|John Wheeler Wisner, the first county judge of Chemung County
after the office by the constitution of 1846 was made elective, was born
in the town of Warwick, Orange Co., on the 10th day of September, 1801.
He was descended from an ancient and honorable family, being the eldest son of Jeffery Wisner, a respectable farmer of Warwick, who was a son of General Henry Wisner, of the same town.
It may not be out of place to give a brief notice of his grandfather, General Henry Wisner, inasmuch as he is so intimately identified with the early history of Elmira.
After the expedition of Sullivan in 1779 had opened up the valley of
the Chemung to the early settlers who came thither from the Wyoming Valley,
before there had been any steps taken to survey and allot the lands, the
next race of men who peopled this valley were from the county of Orange,
N. Y. Their introduction into the county came in this wise: An act had
passed the Legislature authorizing the survey of the lands in this part
of the then county of Montgomery, and in 1788 Moses De Witt, of Ulster,
surveyor, John Cantine, of Ulster, John Hathorn and Charles Clinton, of
Orange, as commissioners, commenced the survey and allotment of the lands
on both sides of the Chemung, then called the Tioga River.
The lots were laid off for those who had made actual settlements, and the whole town of Chemung, bounded west by the lands of the State of Massachusetts, east by Owego Creek, south by the Pennsylvania line, and north by a line running nearly east and west, extending from Owego Creek to the now county of Steuben, was surveyed and mapped.
A large number of land-warrants or patents, as they were called, were issued in 1790 and 1891, and of those not issued to actual settlers a great proportion were to Orange County men. General Henry Wisner was the largest of these landed proprietors. Without a critical examination of the records, the writer can state from memory where more than 8000 acres of his lands were situated within the old town of Chemung.
General Wisner was in public life from 1759 to 1788, filling important positions and making an extensive acquaintance with the most eminent public men of that day. For ten years, ending in 1769, he was a member from Orange to the Colonial Legislature. In 1774 he was a member of the Continental Congress held in Philadelphia. In 1775 he was a member of the so-called Provincial Congress, held in New York. He was a deputy to the convention of representatives from this State to form its first constitution, and was one of the committee of thirteen to prepare and report a draft of that instrument, which was finally adopted at Kingston in 1777. Lastly, he was a delegate to the convention held at Poughkeepsie in 1788 to deliberate upon the question of the adoption of the Constitution of the United States.

Record set —
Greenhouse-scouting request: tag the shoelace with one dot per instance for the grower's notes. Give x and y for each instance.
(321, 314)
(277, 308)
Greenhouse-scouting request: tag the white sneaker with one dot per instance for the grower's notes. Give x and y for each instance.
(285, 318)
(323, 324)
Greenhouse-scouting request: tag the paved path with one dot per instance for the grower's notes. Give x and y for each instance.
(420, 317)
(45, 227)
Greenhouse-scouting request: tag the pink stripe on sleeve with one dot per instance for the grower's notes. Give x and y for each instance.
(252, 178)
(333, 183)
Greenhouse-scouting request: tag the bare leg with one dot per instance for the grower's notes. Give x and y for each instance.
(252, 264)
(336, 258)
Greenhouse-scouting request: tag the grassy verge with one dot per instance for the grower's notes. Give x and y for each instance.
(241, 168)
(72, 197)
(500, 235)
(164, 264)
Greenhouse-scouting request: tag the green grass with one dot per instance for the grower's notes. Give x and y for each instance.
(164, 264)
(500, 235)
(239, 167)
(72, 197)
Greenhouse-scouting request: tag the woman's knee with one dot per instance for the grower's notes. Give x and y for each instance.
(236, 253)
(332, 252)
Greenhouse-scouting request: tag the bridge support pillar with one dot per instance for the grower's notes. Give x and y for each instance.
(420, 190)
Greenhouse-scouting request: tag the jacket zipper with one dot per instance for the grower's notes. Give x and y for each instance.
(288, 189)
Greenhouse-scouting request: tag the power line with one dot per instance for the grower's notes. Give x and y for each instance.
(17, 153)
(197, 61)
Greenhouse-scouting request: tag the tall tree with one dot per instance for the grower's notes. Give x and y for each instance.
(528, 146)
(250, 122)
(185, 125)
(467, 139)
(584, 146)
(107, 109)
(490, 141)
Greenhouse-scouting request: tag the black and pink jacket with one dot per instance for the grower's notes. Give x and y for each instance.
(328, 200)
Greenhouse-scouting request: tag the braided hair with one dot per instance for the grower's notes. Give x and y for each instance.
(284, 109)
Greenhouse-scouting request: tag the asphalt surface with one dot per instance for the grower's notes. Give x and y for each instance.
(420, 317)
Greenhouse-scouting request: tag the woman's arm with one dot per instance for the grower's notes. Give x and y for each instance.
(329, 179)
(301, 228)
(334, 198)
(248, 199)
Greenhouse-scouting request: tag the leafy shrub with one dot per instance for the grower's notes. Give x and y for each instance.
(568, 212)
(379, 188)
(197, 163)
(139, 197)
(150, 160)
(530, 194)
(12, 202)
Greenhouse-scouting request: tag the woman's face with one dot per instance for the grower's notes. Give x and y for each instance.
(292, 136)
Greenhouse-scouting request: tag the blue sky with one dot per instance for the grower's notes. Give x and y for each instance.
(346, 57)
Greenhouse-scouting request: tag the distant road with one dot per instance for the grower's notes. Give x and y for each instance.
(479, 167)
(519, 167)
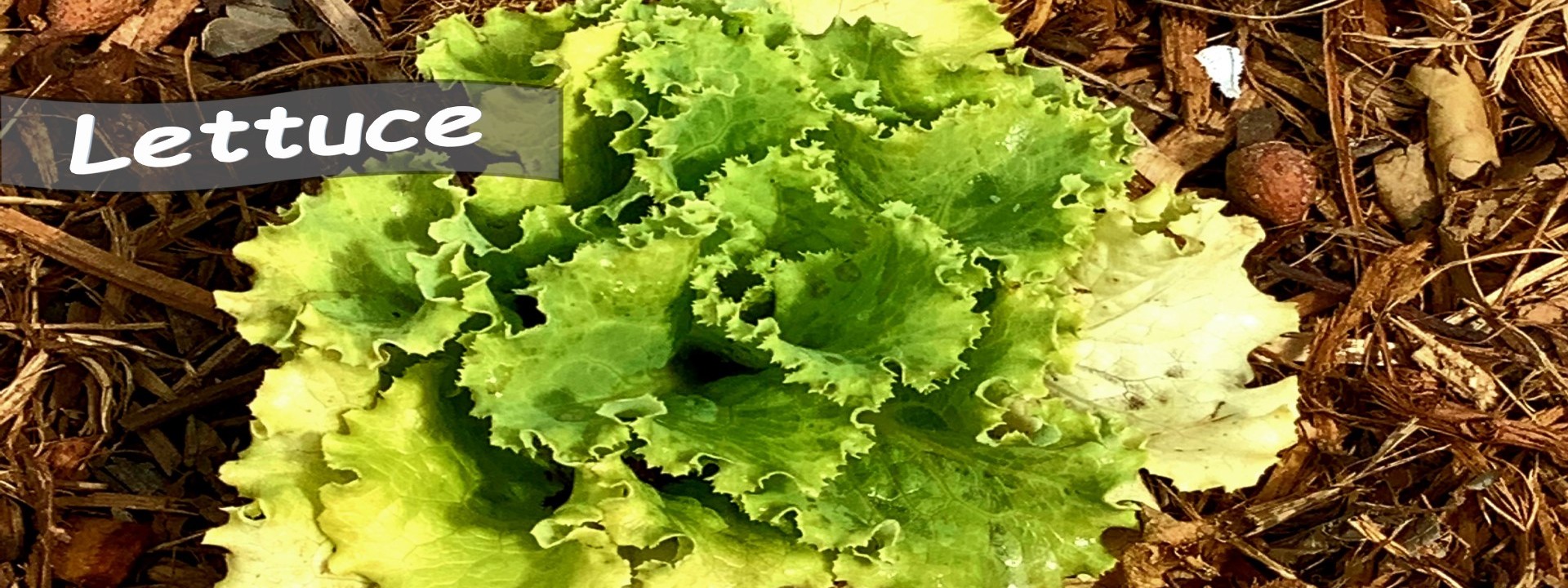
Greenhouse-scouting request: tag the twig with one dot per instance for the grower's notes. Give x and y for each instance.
(192, 402)
(102, 264)
(1313, 10)
(1535, 240)
(295, 68)
(1085, 74)
(345, 24)
(32, 201)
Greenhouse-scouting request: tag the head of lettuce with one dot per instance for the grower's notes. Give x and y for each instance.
(830, 292)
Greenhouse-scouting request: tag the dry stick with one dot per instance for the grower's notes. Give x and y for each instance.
(345, 25)
(102, 264)
(1535, 240)
(1336, 118)
(1085, 74)
(295, 68)
(190, 402)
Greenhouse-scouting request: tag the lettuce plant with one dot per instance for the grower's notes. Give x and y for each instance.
(826, 296)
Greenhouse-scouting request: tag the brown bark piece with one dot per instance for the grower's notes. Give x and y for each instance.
(98, 262)
(1184, 33)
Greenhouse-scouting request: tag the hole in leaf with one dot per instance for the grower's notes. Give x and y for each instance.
(528, 310)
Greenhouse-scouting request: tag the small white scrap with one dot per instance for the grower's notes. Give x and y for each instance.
(1223, 65)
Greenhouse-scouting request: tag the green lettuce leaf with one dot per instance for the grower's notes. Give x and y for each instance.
(954, 30)
(1165, 336)
(929, 506)
(612, 317)
(358, 291)
(433, 506)
(789, 433)
(915, 296)
(683, 540)
(274, 540)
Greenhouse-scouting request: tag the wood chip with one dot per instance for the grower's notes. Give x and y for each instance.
(1544, 88)
(1405, 187)
(1467, 378)
(98, 262)
(345, 24)
(148, 30)
(134, 502)
(190, 402)
(1457, 121)
(1184, 33)
(11, 530)
(20, 392)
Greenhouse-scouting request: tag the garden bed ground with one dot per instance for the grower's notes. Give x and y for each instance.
(1433, 352)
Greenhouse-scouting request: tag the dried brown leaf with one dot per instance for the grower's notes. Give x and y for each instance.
(100, 552)
(68, 18)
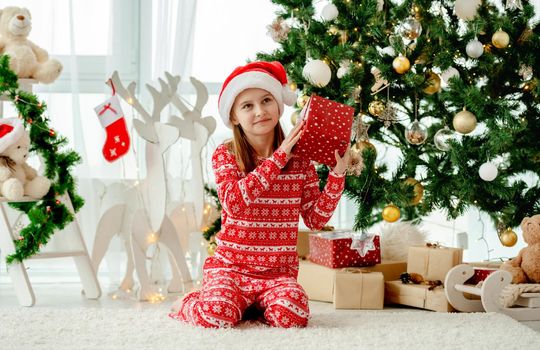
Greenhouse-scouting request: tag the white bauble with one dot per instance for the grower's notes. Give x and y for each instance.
(396, 238)
(329, 12)
(467, 9)
(474, 48)
(448, 74)
(317, 73)
(488, 171)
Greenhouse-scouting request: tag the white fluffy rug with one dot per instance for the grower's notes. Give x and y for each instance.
(88, 328)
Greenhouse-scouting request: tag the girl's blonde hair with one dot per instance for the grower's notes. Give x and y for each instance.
(245, 155)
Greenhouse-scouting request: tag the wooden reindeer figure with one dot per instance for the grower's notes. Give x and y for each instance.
(197, 130)
(148, 221)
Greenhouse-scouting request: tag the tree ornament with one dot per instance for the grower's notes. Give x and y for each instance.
(433, 82)
(376, 107)
(488, 171)
(508, 237)
(356, 161)
(467, 9)
(389, 115)
(410, 28)
(526, 72)
(442, 137)
(401, 64)
(294, 117)
(448, 74)
(344, 68)
(416, 133)
(500, 39)
(464, 122)
(317, 73)
(418, 190)
(514, 5)
(380, 82)
(329, 12)
(278, 30)
(302, 100)
(391, 213)
(474, 48)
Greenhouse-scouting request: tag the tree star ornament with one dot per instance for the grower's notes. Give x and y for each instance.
(363, 244)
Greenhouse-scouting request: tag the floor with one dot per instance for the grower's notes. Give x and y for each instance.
(56, 285)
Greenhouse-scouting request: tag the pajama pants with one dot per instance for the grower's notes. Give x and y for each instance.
(228, 292)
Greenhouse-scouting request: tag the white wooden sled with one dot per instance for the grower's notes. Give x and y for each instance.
(527, 307)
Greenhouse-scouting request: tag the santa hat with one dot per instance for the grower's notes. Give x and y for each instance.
(11, 130)
(270, 76)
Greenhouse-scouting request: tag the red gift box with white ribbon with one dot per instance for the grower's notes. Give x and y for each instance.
(343, 248)
(327, 128)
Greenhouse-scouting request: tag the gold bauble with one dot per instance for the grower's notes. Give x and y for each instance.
(464, 122)
(376, 108)
(302, 100)
(401, 64)
(508, 238)
(417, 188)
(391, 213)
(293, 86)
(360, 146)
(294, 117)
(500, 39)
(433, 82)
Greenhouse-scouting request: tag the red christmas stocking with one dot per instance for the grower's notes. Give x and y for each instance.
(112, 119)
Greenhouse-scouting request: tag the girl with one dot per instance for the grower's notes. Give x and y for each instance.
(263, 189)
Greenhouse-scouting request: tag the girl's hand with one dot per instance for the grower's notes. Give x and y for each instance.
(292, 138)
(342, 162)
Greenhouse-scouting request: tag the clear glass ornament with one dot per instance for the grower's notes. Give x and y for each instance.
(442, 137)
(410, 28)
(416, 133)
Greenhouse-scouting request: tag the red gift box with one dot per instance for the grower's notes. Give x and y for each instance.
(343, 248)
(327, 128)
(480, 274)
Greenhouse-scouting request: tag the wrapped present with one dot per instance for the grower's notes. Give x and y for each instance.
(343, 248)
(391, 270)
(302, 244)
(357, 288)
(347, 288)
(433, 263)
(327, 128)
(417, 295)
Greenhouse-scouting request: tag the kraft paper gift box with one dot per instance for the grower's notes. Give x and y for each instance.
(325, 284)
(433, 263)
(417, 295)
(355, 289)
(302, 244)
(333, 249)
(327, 128)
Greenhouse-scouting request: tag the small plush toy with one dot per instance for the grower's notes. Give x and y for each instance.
(18, 179)
(27, 59)
(525, 268)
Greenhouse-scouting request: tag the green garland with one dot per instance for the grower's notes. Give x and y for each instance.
(49, 213)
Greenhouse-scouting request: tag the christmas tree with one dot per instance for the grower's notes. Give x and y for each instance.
(449, 86)
(49, 213)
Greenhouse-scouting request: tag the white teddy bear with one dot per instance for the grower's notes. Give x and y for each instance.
(27, 59)
(17, 178)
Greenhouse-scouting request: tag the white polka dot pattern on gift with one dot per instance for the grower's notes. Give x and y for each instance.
(333, 249)
(328, 127)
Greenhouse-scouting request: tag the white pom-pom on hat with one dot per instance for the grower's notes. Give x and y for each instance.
(270, 76)
(11, 130)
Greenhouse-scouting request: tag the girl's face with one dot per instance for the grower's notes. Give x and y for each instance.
(257, 112)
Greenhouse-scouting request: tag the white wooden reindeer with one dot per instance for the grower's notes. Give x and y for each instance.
(145, 218)
(197, 130)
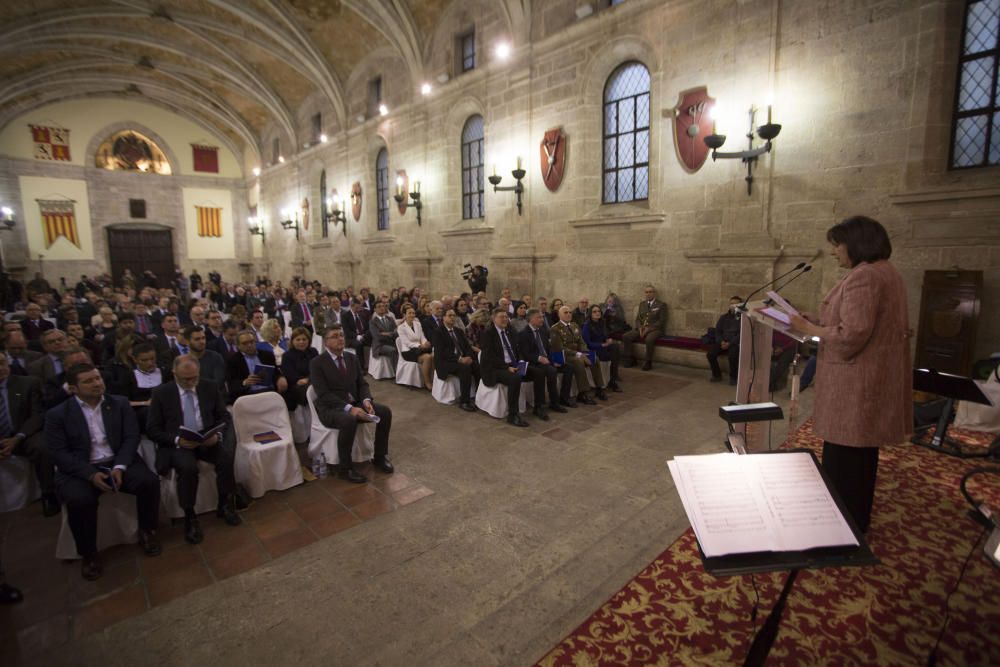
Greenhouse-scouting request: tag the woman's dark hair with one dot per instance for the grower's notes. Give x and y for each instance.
(866, 239)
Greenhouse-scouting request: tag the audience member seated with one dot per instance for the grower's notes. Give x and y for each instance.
(343, 399)
(382, 328)
(414, 344)
(211, 364)
(21, 421)
(566, 338)
(295, 368)
(596, 337)
(533, 347)
(453, 355)
(726, 340)
(244, 372)
(650, 323)
(92, 440)
(197, 405)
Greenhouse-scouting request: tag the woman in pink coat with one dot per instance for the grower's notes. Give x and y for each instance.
(864, 374)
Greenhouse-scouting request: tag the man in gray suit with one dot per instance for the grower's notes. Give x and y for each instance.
(383, 331)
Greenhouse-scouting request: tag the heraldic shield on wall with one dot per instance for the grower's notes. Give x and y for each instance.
(692, 123)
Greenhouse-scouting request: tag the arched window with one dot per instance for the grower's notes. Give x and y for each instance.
(472, 168)
(626, 134)
(382, 188)
(324, 226)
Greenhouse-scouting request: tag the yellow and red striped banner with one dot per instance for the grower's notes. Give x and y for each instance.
(209, 221)
(58, 219)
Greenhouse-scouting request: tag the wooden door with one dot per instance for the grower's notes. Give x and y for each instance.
(139, 250)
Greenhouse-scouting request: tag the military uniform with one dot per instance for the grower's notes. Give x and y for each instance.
(566, 338)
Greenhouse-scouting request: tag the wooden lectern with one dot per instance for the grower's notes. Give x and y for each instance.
(754, 373)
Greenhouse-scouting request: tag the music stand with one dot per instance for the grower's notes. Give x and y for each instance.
(953, 388)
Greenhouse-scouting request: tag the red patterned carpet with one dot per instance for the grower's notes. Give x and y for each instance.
(674, 613)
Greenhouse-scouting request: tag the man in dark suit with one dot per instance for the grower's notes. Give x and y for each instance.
(92, 440)
(240, 377)
(453, 356)
(533, 346)
(343, 399)
(499, 364)
(198, 406)
(21, 420)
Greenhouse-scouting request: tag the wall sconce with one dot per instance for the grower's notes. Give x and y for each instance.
(517, 188)
(7, 220)
(290, 220)
(256, 226)
(767, 132)
(334, 212)
(414, 199)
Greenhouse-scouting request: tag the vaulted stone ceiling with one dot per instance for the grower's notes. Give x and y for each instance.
(235, 65)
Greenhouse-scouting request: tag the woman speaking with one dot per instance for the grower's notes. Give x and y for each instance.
(864, 375)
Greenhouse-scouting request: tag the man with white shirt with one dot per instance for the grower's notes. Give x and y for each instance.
(343, 399)
(92, 440)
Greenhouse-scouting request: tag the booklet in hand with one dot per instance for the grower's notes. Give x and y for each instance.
(195, 436)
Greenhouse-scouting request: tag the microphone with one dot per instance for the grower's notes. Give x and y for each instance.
(743, 306)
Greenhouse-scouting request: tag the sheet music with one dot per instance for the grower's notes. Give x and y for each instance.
(745, 504)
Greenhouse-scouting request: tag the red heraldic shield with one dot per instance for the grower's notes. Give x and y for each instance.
(553, 155)
(691, 125)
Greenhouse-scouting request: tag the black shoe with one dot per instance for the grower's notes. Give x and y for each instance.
(9, 594)
(150, 542)
(50, 506)
(192, 531)
(352, 476)
(515, 420)
(91, 568)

Work to be completed —
Rewrite the passage on John Wheeler Wisner between "It may not be" and "the Tioga River.", inclusive, changing "commissioners" to "trustees". The material above comes from a different source than the text.

Full answer —
It may not be out of place to give a brief notice of his grandfather, General Henry Wisner, inasmuch as he is so intimately identified with the early history of Elmira.
After the expedition of Sullivan in 1779 had opened up the valley of
the Chemung to the early settlers who came thither from the Wyoming Valley,
before there had been any steps taken to survey and allot the lands, the
next race of men who peopled this valley were from the county of Orange,
N. Y. Their introduction into the county came in this wise: An act had
passed the Legislature authorizing the survey of the lands in this part
of the then county of Montgomery, and in 1788 Moses De Witt, of Ulster,
surveyor, John Cantine, of Ulster, John Hathorn and Charles Clinton, of
Orange, as trustees, commenced the survey and allotment of the lands
on both sides of the Chemung, then called the Tioga River.